*** DOCUMENT SEGMENT ***

The man goes back to a hotel, not knowing he is being watched by Agent Steward (C. Thomas Howell). He arrives at the room of his father, Rolek Porter (Sam Anderson), who is the elderly person seen in the last episode. Rolek sends his son, Josh, to inform Nick of a meeting. Suddenly, a Hundjäger enters the room and attacks Josh until Rolek impales him, killing him and shocking Josh. Rolek is certain that he was a Verrat agent but Josh continues to see just a paranoid person. They leave the room and drive to an abandoned building where Rolek possesses many Wesen weapons, intent on contacting Nick.

Adalind (Claire Coffee) looks to know Juliette's timing at work when Renard (Sasha Roiz) walks in. Renard then has Wu (Reggie Lee) to place surveillance on Adalind. He then shows Nick and Hank (Russell Hornsby) the body of the Verrat agent with marks recognizing him as a member of the Verrat Ahnenerbe, a division that wants to find any valuable objects and tells them to find the men in the room, identifying them as Rolek and Josh. Meanwhile, Josh arrives at Nick's home but finds Trubel instead. She calls Nick but he doesn't answer and she decides to go with Josh.

*** End of DOCUMENT SEGMENT ***

PARTS OF THE EXERCISE
a – In the episode summary, who does Renard have place surveillance on Adalind?
b – Carry on the episode summary from its last sentence.

*** DATASET CONTENT ***

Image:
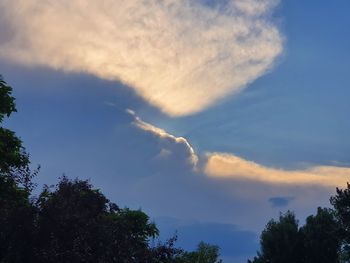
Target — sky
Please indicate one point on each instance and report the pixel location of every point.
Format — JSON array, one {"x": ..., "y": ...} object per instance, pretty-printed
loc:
[{"x": 212, "y": 116}]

*** End of DATASET CONTENT ***

EXPECTED RESPONSES
a – Wu (Reggie Lee).

b –
Josh takes Trubel to the building where Rolek shows her many Grimm weapons that belonged to his family for generations. He will die soon and needs to pass the weapons to Nick since he's the last known Grimm and Josh is not. However, he collapses and they're forced to take him to the hospital. Adalind arrives at Nick's house and retrieves some of Juliette's clothes and hair. She tries to leave when Renard appears, having had Wu track her down. Adalind uses her powers to knock Renard out and leaves the house.

Nick is finally contacted by Trubel, who informs him that Rolek has one of the keys and has to meet him. Nick arrives but Rolek dies before he can tell him the location of the key, which is hiding in his trunk. Steward, posing as a detective, arrives at the hospital with Verrat agents. Hank is attacked by the agents while watching over the trunk when Nick and Trubel arrive. They fight the agents until they escape. They retrieve the trunk and take it to Nick's house to find the key. The key is not in the trunk, but as Rolek was using a cane, Nick pries apart the cane and discovers the key. They unite Rolek's key with Nick's key and find the map that leads to Black Forest, Germany.

The episode ends as Adalind makes a spell with the clothes and the hair and using a hat, causes an enormous vapor to come out of the hat. She inhales the hat and then, she transforms into Juliette, managing to imitate her voice.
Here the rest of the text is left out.